:: Énoncé A ::
Renvoie chaque ligne de la liste qui contient la chaîne "tablecloth", en tenant compte des majuscules et minuscules.

CA Paris, 5e ch. C, 10 novembre 1994, n° 93-018835

PARIS

Arrêt

Infirmation partielle

PARTIES

Demandeur :

Compagnie Internationale de la Chaussure (SA), Chaussures André et Cie (SNC), Chaussures André (SA)

Défendeur :

Bernard Mahou (SARL)

COMPOSITION DE LA JURIDICTION

Président :

M. Couderette

Conseillers :

Mme Cabat, M. Betch

Avoués :

Me Careto, SCP Parmentier Hardouin

Avocats :

Mes Chevalier, Calandre.

T. com. Paris, 17e ch., du 26 mai 1993

26 mai 1993

Le 11 septembre 1984 un contrat de franchise a été signé entre le groupe des sociétés André (SNC CUUF et Cie, Cie internationale de la chaussure SA Chaussures André, SNC Chaussures André et Cie) et la SARL Bernard Mahou pour l'exploitation d'un magasin que la société Mahou ouvrait au centre commercial Auchan à Buchelay (78). Le contrat, établi après une étude de marché réalisée par le franchiseur, précisait les obligations de celui-ci et plus précisément un engagement de non-concurrence dans un rayon de 2 kilomètres autour du centre Auchan, ainsi que celles du franchisé portant notamment sur le paiement d'un droit d'entrée et de redevances. Ce contrat était conclu pour une durée de deux ans à compter du 1er décembre 1984 et renouvelable par tacite reconduction sauf dénonciation. Les conditions de résiliation du contrat étaient également précisées.

:: Données brutes ::
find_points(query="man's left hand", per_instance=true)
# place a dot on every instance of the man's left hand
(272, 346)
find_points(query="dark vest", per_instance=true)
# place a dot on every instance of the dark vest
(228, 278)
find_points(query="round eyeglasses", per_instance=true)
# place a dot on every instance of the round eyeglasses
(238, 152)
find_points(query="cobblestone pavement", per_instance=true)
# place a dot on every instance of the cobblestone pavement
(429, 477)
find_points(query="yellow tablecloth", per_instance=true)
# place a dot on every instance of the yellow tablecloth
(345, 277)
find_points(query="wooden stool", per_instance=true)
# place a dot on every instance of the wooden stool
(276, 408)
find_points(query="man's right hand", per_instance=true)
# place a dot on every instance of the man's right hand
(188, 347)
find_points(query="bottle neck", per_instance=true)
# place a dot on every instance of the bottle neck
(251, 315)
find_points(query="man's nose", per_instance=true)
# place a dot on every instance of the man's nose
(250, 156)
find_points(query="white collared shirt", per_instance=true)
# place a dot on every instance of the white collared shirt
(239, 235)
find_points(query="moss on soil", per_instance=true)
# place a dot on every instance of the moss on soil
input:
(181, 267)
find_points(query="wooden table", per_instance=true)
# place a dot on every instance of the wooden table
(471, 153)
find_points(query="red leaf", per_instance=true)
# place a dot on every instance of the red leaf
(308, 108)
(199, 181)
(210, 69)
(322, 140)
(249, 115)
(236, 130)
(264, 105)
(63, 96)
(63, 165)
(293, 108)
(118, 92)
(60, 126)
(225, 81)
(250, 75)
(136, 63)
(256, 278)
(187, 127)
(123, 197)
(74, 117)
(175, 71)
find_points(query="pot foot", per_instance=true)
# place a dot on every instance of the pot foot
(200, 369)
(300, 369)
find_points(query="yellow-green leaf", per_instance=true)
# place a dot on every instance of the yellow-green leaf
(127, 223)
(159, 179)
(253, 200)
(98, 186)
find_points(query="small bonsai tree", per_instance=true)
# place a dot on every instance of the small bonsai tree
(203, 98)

:: Énoncé B ::
Remplace "Infirmation partielle" par "Confirmation" dans le passage de l'extrait compris entre "CA Paris, 5e" et "Chaussures André (SA)", bornes incluses, puis donne ce passage modifié.

:: Corrigé A ::
find_points(query="yellow tablecloth", per_instance=true)
# place a dot on every instance of the yellow tablecloth

:: Corrigé B ::
CA Paris, 5e ch. C, 10 novembre 1994, n° 93-018835

PARIS

Arrêt

Confirmation

PARTIES

Demandeur :

Compagnie Internationale de la Chaussure (SA), Chaussures André et Cie (SNC), Chaussures André (SA)